-- START Items --

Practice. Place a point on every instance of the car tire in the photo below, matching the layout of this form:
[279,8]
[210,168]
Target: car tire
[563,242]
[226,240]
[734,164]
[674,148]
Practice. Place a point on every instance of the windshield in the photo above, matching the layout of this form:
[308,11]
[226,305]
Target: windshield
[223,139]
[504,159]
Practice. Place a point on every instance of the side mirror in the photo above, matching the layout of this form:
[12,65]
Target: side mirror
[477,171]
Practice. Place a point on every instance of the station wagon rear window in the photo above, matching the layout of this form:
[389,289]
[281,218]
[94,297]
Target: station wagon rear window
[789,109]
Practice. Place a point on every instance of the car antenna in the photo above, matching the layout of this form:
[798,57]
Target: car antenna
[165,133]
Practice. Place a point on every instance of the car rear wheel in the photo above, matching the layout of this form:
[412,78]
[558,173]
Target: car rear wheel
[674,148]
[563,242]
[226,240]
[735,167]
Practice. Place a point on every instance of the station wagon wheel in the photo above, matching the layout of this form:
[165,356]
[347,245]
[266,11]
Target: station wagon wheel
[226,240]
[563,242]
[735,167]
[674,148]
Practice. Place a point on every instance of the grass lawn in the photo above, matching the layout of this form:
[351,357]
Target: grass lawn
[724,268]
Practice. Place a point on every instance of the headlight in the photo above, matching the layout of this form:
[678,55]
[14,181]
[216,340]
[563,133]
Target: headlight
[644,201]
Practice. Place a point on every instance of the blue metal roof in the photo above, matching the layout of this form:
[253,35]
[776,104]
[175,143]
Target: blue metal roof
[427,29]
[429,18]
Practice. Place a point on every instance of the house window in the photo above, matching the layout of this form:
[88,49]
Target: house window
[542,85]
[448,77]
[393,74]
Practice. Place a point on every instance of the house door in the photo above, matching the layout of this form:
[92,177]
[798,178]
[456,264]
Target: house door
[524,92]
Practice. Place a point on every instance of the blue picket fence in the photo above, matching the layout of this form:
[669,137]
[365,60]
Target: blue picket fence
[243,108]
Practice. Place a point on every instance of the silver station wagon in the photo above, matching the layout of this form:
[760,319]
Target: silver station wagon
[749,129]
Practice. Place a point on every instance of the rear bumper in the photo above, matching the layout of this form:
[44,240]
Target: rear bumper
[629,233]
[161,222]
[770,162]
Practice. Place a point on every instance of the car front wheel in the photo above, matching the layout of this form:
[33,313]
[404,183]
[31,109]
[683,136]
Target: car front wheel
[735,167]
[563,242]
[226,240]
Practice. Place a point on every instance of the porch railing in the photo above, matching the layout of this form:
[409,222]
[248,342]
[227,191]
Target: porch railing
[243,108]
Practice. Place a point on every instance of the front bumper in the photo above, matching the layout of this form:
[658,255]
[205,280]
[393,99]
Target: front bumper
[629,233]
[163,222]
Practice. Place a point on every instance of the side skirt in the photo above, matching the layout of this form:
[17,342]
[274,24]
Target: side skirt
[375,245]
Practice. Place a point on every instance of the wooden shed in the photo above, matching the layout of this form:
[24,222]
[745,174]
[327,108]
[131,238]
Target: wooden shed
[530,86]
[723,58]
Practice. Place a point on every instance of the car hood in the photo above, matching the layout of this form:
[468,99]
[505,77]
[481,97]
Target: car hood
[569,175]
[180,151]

-- END Items --
-- START Items --

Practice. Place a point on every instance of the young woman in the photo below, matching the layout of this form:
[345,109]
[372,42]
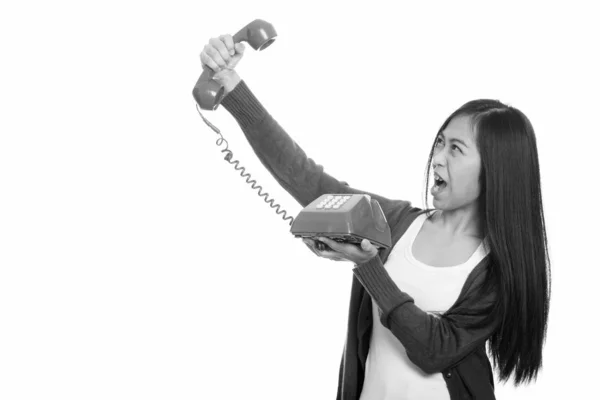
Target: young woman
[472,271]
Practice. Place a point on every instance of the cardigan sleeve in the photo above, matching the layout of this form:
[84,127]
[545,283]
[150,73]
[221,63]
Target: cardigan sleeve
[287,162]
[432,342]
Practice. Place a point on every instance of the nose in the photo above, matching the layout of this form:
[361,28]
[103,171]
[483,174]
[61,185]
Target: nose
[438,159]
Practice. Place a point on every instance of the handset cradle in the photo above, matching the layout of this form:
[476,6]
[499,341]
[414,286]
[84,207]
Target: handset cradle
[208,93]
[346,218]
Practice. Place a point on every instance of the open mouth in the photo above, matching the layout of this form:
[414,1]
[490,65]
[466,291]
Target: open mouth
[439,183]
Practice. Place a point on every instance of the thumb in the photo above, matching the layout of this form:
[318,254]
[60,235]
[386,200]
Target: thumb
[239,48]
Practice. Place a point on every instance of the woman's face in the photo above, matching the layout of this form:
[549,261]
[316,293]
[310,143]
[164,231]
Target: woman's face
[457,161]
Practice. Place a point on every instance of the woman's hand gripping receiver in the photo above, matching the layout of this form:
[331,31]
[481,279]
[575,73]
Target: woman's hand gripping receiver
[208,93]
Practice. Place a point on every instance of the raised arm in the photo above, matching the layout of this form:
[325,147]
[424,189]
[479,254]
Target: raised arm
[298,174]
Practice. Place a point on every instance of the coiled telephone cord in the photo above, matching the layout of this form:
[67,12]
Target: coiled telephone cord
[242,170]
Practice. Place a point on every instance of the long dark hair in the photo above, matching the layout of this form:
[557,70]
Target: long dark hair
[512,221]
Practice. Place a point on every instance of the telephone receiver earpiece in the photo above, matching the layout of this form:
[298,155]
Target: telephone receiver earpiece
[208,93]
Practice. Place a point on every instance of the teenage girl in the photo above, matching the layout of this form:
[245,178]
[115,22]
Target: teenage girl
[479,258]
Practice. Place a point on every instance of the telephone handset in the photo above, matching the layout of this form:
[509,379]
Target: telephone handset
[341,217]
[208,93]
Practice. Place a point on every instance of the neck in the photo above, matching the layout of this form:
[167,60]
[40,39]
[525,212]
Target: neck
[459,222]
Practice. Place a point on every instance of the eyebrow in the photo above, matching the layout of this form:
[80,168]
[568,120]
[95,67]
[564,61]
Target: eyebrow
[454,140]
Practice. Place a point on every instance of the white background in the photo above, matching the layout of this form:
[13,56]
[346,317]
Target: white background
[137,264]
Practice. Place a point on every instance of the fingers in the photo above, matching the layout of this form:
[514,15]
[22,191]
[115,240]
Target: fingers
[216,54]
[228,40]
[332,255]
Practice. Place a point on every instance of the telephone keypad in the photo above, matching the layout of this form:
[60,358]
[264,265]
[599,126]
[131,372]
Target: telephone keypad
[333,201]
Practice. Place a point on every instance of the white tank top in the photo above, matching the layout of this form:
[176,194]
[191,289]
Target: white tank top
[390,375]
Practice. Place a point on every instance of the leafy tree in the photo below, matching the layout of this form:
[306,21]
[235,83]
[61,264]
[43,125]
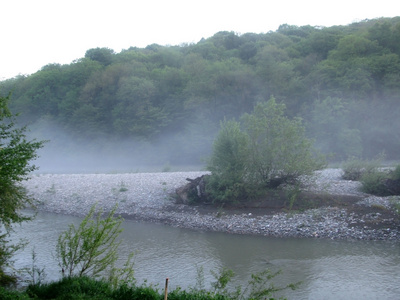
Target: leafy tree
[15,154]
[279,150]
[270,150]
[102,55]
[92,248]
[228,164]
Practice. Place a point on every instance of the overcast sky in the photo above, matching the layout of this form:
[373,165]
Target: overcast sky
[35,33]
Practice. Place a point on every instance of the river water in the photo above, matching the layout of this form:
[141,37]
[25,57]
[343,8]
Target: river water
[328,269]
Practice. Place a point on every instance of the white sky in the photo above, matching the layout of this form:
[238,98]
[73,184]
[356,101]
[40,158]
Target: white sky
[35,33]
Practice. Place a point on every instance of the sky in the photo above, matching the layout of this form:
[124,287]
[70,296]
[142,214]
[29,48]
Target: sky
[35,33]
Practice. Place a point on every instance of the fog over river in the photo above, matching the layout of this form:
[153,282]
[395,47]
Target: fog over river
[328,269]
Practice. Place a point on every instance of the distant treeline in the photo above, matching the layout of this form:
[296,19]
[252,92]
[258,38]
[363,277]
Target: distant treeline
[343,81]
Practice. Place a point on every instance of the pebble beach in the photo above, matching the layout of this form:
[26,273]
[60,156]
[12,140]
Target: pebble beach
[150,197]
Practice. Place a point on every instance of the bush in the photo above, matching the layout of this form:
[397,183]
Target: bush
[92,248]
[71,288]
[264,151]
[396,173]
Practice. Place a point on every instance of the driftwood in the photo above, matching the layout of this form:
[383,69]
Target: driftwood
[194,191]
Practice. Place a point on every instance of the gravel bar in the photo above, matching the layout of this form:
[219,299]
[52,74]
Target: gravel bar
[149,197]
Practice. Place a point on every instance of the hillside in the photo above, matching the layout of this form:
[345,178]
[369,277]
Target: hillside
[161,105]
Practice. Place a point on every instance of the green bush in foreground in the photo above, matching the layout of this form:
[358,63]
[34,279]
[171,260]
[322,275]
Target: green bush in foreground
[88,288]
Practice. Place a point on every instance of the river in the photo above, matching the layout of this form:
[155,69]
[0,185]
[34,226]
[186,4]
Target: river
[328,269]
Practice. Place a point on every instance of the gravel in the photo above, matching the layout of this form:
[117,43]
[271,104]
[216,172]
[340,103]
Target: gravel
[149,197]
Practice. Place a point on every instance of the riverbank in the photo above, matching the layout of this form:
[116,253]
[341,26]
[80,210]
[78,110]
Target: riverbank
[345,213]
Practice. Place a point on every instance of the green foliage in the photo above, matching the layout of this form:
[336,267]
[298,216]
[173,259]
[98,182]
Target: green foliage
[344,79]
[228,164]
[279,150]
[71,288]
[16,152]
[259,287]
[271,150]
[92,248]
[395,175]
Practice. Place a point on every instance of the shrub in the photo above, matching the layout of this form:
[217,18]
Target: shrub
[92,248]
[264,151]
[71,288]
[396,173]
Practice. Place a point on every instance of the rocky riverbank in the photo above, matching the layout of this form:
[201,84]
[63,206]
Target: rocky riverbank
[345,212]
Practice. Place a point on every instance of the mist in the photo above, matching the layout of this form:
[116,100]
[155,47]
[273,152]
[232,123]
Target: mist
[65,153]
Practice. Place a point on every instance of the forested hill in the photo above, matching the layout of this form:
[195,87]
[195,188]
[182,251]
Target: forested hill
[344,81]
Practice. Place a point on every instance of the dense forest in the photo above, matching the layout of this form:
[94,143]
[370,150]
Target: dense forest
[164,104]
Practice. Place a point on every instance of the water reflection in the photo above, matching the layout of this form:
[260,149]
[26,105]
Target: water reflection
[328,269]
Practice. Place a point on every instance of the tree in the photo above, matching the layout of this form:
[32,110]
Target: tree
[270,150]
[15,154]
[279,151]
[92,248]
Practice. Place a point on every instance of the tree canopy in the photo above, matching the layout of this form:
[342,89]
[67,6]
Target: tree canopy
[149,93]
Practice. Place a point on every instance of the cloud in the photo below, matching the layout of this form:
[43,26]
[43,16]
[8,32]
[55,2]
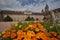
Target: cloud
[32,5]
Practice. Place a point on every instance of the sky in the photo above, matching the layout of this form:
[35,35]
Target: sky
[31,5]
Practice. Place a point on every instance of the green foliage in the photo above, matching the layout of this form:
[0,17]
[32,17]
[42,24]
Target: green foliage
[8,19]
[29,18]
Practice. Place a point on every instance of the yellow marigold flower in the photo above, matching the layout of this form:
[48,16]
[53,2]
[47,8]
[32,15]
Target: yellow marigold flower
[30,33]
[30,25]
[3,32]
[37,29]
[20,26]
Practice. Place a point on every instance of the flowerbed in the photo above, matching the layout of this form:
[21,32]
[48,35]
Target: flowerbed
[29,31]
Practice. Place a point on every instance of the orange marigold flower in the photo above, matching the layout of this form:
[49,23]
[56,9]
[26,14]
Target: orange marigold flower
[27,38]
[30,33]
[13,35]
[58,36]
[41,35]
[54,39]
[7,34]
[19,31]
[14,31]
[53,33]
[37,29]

-- END Items --
-- START Items --

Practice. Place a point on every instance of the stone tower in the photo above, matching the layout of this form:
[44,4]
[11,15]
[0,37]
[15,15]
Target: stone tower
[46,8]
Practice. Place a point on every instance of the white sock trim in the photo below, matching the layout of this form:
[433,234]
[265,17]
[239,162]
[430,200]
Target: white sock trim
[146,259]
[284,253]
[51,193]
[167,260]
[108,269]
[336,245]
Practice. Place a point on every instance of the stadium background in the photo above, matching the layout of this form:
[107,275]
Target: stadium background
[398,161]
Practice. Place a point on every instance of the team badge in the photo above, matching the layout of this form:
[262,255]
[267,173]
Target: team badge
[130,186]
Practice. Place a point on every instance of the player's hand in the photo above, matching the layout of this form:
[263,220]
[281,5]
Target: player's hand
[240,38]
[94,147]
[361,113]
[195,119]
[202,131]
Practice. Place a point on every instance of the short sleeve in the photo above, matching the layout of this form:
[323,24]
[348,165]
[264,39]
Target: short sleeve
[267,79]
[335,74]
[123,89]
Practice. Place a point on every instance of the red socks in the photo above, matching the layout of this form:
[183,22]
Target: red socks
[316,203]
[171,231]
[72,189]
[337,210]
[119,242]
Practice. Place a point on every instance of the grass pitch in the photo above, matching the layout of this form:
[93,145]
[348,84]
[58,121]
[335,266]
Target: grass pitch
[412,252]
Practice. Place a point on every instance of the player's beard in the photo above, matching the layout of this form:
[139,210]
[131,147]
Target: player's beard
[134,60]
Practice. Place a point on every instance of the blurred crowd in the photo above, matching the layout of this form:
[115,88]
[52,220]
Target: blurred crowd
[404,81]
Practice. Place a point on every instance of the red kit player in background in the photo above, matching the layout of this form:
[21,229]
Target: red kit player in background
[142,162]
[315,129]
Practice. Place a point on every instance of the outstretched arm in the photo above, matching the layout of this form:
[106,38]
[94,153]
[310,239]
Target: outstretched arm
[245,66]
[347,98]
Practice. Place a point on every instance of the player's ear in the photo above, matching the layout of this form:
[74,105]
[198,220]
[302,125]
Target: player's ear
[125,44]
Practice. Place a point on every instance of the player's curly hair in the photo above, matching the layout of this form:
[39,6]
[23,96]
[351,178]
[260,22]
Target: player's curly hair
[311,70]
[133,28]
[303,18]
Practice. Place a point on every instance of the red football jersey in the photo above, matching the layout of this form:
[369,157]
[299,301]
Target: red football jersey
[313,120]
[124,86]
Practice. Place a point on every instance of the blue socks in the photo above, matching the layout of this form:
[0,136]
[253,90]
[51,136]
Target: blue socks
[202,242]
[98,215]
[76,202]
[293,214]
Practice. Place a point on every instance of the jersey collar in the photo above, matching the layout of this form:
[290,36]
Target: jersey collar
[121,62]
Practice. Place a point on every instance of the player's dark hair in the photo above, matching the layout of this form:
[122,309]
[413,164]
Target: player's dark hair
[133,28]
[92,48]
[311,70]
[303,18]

-- END Items --

(Aim of the task): Report every line of the listing that contains the string "long". Matching is case-sensitive.

(The result):
Practice. Place a point on every instance of the long dark hair in the photo above, matching the layout of this form:
Target: long dark hair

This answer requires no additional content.